(Data to process Opens)

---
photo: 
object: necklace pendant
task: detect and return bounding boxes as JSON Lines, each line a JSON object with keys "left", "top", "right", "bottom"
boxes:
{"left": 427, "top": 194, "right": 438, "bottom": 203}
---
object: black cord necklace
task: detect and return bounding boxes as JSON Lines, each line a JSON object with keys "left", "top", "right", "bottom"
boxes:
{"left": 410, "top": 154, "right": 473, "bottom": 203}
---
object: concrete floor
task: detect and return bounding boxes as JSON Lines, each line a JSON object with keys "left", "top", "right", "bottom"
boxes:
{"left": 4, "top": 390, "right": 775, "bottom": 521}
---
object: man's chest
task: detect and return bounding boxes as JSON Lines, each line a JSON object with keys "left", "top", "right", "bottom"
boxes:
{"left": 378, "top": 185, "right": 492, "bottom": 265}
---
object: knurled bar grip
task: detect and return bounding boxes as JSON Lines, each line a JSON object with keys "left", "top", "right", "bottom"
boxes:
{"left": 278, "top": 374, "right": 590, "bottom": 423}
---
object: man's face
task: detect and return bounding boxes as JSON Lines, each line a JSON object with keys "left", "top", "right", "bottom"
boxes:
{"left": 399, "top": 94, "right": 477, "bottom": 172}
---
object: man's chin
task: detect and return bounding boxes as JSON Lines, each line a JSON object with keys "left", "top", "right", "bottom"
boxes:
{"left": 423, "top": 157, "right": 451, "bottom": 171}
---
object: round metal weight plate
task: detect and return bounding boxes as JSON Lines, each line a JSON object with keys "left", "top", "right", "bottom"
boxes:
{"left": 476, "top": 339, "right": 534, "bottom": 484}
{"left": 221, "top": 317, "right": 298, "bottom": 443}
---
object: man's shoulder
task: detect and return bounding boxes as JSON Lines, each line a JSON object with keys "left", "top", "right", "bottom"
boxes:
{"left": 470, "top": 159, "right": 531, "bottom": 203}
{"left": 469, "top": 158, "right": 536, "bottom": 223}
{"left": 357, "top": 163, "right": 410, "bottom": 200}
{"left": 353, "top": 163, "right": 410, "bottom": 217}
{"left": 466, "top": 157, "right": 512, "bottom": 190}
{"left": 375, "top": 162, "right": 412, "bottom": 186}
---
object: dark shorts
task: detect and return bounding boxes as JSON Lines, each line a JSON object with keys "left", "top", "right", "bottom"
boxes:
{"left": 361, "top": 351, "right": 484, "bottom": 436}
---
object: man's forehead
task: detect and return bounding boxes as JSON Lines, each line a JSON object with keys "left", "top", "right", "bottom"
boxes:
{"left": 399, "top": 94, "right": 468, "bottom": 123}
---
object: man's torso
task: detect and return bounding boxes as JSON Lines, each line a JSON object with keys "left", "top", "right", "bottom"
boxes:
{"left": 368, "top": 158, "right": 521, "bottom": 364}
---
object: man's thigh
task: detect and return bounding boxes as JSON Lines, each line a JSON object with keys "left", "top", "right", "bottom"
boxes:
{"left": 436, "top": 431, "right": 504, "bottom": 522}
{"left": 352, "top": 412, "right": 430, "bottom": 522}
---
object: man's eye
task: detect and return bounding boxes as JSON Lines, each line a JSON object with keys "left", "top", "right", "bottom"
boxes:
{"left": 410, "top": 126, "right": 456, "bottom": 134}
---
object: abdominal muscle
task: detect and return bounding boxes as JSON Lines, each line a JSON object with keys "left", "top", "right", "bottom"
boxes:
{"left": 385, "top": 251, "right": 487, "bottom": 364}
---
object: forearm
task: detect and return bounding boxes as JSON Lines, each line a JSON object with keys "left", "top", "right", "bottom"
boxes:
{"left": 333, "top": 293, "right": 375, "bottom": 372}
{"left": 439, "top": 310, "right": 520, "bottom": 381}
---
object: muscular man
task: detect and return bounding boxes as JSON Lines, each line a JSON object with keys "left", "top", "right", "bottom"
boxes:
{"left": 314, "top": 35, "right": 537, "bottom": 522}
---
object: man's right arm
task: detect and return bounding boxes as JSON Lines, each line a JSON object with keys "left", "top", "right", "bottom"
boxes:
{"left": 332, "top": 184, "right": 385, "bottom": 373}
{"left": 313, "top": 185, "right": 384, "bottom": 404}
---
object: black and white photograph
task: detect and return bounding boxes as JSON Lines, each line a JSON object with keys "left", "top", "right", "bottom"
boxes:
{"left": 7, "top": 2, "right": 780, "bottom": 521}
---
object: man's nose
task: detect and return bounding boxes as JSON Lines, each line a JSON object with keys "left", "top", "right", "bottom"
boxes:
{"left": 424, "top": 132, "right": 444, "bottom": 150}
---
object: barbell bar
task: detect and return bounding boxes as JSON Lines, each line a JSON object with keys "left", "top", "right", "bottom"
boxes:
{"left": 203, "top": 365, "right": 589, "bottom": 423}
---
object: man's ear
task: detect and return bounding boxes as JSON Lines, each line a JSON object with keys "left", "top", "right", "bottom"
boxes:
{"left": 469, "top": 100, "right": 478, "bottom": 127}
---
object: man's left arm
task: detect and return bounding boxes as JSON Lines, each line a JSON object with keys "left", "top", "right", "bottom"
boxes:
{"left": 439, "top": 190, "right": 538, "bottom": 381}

(Data to process Closes)

#### [Activity]
Your answer must be a copy of every line in the data above that holds the string "black".

#### [Output for this exercise]
object: black cord necklace
object: black and white photograph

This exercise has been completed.